June 24 roundup
I don’t know if I’ve mentioned it, but I left the Open University this month. I had a lovely leaving party with colleagues (funded by ourselves I hasten to add). Maren and I marked the end of that era with a holiday in Sardinia. Since I’ve returned I’ve blogged some thoughts about the OU, and am now busy setting other activities in motion. I have joined the board of Trustees for the National Extension College and have my first board meeting next week.
It’s largely been a period of establishing a new working environment. I handed back my university Macbook and bought myself a nice shiny iMac. I’ve been setting up new calendars, unsubscribing from 1 million email lists, and trying to shift over accounts linked to my OU email to my Gmail one (surprisingly more difficult than you would think). Is there a ‘digital removals’ service who you can get to do all of this for you, much like moving house services? The next phase will be to establish new routines and processes, but we’ll see how that goes for next month’s roundup.

#####

> Problem to work on
Copy the passage of the Open University departure post between "June 24 roundup" and "meeting next week.", inclusive. The material after this point comes from a separate source.

> Material shown
#####

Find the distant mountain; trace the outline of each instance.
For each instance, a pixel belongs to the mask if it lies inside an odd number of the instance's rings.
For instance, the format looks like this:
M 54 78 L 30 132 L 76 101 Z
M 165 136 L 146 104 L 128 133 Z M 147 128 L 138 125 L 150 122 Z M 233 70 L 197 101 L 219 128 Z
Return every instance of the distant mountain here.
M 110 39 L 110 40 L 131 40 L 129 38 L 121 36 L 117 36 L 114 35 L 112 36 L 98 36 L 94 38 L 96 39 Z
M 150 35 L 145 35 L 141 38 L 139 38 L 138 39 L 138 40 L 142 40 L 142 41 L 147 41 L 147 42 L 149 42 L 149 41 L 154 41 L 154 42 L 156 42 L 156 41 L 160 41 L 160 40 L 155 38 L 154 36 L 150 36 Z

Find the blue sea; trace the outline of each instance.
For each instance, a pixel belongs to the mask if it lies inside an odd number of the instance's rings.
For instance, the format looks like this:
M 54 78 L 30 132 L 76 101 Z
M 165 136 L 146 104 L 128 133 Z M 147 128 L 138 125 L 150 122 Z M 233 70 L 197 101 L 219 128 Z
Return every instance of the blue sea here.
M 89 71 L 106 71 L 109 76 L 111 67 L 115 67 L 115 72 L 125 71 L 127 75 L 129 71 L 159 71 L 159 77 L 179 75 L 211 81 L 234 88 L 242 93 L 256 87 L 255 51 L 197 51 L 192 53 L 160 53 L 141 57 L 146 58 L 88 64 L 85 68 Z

#####

> Result of the task
June 24 roundup
I don’t know if I’ve mentioned it, but I left the Open University this month. I had a lovely leaving party with colleagues (funded by ourselves I hasten to add). Maren and I marked the end of that era with a holiday in Sardinia. Since I’ve returned I’ve blogged some thoughts about the OU, and am now busy setting other activities in motion. I have joined the board of Trustees for the National Extension College and have my first board meeting next week.